**MATERIAL SUPPLIED**
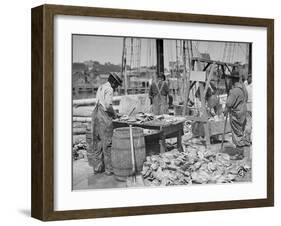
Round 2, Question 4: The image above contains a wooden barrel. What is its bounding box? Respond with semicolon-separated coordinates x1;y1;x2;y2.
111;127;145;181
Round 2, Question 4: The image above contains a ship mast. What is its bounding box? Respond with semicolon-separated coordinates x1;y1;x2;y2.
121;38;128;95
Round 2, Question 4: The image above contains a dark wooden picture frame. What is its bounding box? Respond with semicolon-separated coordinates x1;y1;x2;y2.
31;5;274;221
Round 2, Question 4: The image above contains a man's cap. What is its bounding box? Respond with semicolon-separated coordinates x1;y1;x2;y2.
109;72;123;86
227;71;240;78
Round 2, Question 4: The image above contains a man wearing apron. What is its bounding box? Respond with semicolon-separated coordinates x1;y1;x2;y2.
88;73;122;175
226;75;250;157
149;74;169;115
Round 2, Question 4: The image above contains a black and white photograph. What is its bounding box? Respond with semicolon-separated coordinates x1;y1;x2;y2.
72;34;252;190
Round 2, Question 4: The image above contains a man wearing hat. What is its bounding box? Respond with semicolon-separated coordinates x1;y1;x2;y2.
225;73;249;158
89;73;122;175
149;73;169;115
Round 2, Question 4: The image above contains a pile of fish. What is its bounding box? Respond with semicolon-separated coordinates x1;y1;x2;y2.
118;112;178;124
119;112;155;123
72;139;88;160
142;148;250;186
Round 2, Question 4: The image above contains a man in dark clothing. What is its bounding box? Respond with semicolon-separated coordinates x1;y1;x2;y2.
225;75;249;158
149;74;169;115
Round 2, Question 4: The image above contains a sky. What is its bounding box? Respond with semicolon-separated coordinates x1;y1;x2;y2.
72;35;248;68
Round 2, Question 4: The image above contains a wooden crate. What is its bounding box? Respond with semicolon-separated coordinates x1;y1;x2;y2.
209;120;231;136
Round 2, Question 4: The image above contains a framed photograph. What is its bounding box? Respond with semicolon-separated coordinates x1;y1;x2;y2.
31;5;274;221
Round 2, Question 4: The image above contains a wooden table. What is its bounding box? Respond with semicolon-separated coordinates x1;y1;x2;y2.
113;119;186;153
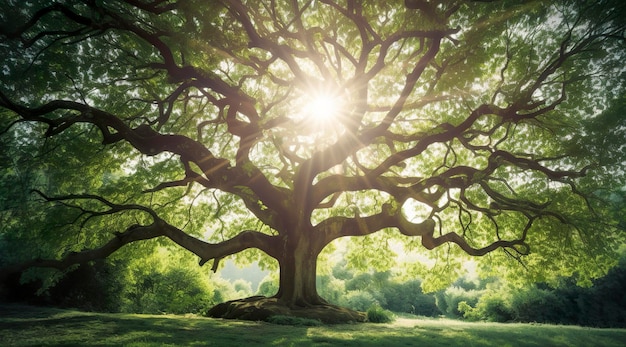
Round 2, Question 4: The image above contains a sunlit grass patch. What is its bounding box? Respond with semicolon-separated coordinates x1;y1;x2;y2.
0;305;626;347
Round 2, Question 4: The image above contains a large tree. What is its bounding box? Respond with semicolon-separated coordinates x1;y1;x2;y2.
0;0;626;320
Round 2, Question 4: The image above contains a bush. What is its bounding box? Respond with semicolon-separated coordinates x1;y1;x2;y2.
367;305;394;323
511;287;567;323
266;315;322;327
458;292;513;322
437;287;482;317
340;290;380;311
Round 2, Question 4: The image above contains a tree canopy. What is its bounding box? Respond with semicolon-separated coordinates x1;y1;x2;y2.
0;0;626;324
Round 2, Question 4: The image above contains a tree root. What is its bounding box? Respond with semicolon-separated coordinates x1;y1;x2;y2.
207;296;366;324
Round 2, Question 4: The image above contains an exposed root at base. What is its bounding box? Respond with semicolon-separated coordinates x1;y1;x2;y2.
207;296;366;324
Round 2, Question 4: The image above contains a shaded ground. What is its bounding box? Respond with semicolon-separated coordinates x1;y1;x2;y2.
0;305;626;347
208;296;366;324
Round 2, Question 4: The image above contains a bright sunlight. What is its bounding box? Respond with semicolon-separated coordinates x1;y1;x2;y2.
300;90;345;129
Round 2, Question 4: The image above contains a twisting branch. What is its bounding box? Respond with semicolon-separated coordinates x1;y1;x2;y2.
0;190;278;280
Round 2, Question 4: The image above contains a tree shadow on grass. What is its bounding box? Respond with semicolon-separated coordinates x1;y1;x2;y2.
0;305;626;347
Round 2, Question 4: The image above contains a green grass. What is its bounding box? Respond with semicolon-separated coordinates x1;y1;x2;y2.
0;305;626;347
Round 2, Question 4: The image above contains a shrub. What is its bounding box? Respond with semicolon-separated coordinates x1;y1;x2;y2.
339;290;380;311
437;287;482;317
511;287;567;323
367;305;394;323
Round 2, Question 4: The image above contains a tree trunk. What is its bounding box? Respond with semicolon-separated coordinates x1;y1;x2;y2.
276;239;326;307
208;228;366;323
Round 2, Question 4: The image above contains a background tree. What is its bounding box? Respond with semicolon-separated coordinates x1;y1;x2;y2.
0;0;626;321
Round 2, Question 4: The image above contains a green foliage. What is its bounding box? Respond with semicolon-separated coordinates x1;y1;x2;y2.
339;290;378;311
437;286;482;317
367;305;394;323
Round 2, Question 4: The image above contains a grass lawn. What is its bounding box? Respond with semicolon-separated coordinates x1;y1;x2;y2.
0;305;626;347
---
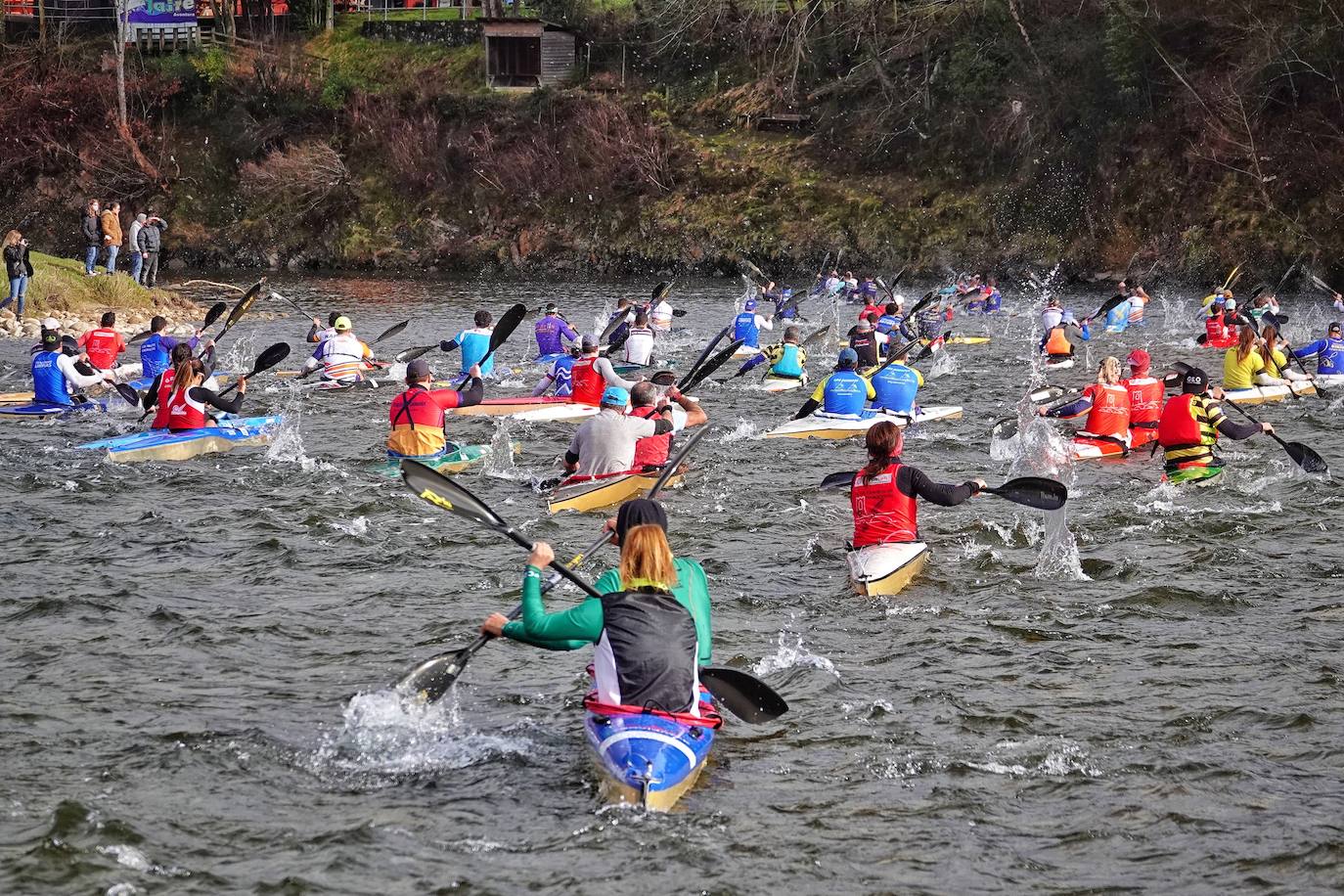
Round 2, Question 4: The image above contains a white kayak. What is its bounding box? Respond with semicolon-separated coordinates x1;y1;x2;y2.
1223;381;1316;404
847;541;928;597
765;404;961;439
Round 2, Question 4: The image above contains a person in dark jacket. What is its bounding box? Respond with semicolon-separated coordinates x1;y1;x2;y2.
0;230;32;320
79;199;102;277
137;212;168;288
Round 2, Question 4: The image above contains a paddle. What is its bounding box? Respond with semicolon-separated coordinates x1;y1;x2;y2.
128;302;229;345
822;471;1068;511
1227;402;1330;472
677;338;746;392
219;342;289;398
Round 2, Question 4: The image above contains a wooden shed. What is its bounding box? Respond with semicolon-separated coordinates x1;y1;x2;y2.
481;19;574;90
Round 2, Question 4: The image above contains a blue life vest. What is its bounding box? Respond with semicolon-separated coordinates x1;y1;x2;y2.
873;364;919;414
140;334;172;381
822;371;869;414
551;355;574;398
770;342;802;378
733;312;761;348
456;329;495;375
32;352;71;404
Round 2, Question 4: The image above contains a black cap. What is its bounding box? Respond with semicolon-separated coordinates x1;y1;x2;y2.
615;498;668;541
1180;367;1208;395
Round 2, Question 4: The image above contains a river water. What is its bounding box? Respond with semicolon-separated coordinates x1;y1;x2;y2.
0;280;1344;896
==
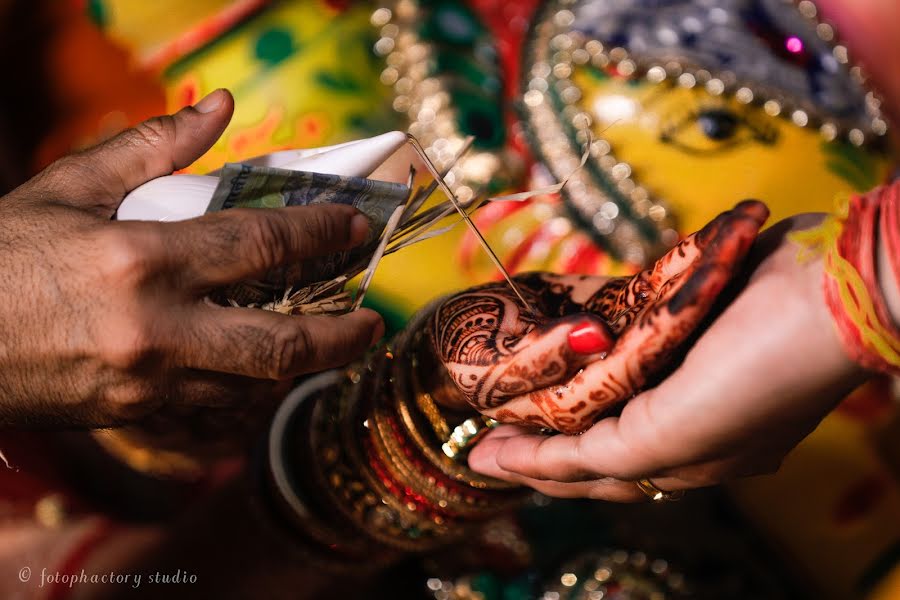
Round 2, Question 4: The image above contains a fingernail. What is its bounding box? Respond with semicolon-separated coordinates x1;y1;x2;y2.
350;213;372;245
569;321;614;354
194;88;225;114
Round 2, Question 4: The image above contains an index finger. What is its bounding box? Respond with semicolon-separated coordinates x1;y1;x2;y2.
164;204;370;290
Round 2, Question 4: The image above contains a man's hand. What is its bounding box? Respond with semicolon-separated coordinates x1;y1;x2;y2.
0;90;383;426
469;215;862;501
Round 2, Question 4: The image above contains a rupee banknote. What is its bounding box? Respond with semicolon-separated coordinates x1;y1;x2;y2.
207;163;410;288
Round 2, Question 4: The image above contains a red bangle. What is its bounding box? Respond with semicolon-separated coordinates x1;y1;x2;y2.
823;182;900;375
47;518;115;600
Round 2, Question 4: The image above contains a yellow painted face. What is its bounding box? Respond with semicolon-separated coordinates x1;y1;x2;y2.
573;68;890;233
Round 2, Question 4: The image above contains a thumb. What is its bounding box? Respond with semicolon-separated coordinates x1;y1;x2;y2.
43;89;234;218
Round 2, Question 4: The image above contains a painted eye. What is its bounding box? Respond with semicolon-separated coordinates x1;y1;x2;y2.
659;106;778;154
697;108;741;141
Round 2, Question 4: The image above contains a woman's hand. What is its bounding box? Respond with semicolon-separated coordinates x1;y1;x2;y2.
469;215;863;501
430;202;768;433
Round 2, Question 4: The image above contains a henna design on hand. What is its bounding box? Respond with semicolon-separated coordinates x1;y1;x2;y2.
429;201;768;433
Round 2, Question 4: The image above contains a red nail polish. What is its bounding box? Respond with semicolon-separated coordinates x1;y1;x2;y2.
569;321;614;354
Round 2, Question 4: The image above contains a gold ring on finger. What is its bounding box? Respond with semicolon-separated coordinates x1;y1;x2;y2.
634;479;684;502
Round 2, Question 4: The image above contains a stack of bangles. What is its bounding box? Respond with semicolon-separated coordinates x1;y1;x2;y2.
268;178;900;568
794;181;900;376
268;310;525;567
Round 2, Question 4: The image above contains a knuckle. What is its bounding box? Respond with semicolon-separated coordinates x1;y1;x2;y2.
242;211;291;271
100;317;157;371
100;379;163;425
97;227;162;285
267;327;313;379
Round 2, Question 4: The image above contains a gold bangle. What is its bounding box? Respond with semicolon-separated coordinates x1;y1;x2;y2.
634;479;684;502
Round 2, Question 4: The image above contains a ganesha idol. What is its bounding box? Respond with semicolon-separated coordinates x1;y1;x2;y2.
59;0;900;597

**REQUEST**
Return the lines from the one containing "Round 2, Question 4: The image above contains a wooden barrel." through the one containing "121;38;128;95", both included, reproducing them exactly.

**SOLUTION FOR THIS EXERCISE**
Round 2, Question 4: The image above contains a wooden barrel. What is its bounding box? Respond with semicolon-separated coordinates x1;y1;x2;y2.
111;127;145;181
Round 2, Question 4: The image above contains a ship mast. What is its bounding box? Respond with semicolon-separated coordinates x1;y1;x2;y2.
121;38;128;95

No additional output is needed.